▶ Directions for this task
Do not include the pictures; repeat the rest of the data exactly.

▶ Collection entries
# # # #
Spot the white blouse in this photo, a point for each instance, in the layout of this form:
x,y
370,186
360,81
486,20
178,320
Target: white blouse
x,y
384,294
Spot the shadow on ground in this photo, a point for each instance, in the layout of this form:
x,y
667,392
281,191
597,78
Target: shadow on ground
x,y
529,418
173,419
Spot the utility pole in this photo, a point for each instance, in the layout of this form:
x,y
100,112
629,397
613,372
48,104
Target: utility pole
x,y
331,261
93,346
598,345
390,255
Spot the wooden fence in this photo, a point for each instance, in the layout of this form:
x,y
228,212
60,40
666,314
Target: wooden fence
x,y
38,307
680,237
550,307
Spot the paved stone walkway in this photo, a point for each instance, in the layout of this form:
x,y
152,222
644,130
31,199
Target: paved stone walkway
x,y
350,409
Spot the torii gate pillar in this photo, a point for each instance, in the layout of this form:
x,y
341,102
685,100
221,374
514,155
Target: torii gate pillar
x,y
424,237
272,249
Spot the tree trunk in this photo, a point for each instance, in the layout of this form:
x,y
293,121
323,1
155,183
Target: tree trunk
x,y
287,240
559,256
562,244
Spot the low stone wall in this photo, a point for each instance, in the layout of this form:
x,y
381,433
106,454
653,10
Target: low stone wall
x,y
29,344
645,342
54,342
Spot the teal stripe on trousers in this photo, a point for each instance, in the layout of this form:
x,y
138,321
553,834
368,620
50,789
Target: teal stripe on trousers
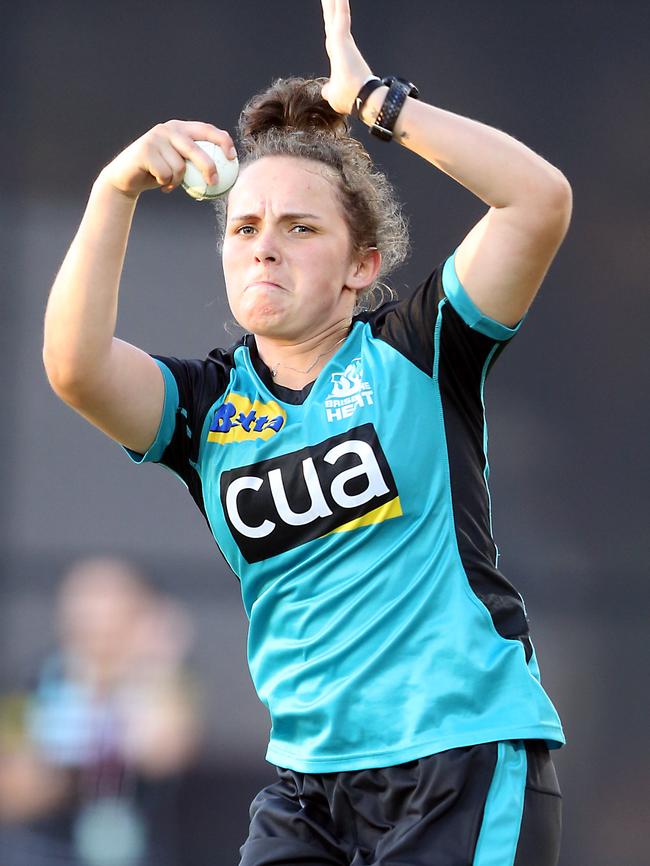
# # # #
▶ Answer section
Spot the white blouse in this photo, a point for each instance, in the layout of this form:
x,y
370,186
360,81
486,20
178,320
Target: white blouse
x,y
384,294
Spot the shadow on ground in this photo, a point for each instance, in the layout of this form:
x,y
667,392
281,191
597,78
Target: shadow on ground
x,y
529,418
173,419
Spot the utility pole in this photo, a point for each instance, in the layout of this form:
x,y
100,112
629,397
613,372
48,104
Target: utility pole
x,y
331,261
93,346
598,345
390,255
Spot the wooden fence in this photo, a point for each instance, in the layout of this form:
x,y
228,212
60,40
666,314
Target: wooden fence
x,y
38,307
680,237
550,307
Spot the paved stone walkway in this photo, a point for each instance, in the layout of this form:
x,y
152,222
644,130
31,199
Target: paved stone walkway
x,y
350,409
Spot the torii gate pillar in this photo, a point for each instance, in the layout of this form:
x,y
341,102
685,100
221,374
514,155
Target: torii gate pillar
x,y
424,237
272,249
Spot the tree trunk in this photo, a point for each instance, in the layout of this form:
x,y
293,121
323,1
155,183
Target: tree trunk
x,y
287,240
559,256
562,244
Spot the low stone wall in this photo, a point for each instance, in the layout of this form:
x,y
381,433
106,454
653,10
Target: low stone wall
x,y
29,344
645,342
54,342
Spot the teal stripe on trousers in this photo, a point for each instance, in the layout of this form:
x,y
138,321
553,834
368,620
50,789
Target: teal stripe on trousers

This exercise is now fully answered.